_Your goal_
Copy the entries below word for word, keeping every line as it appears.

_Pointing dataset entries_
□ □ □ □ □
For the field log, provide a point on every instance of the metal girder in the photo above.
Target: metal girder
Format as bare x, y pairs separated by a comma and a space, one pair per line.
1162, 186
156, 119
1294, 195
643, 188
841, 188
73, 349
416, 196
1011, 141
□ □ □ □ □
_Reply_
For the field log, provide a point on every instance of the metal girder in the photo above.
Target: metal girder
Format as bare x, y pairs separated by a comma and a space, one pair per line.
1162, 186
156, 119
1294, 195
643, 188
841, 188
73, 349
416, 196
1011, 141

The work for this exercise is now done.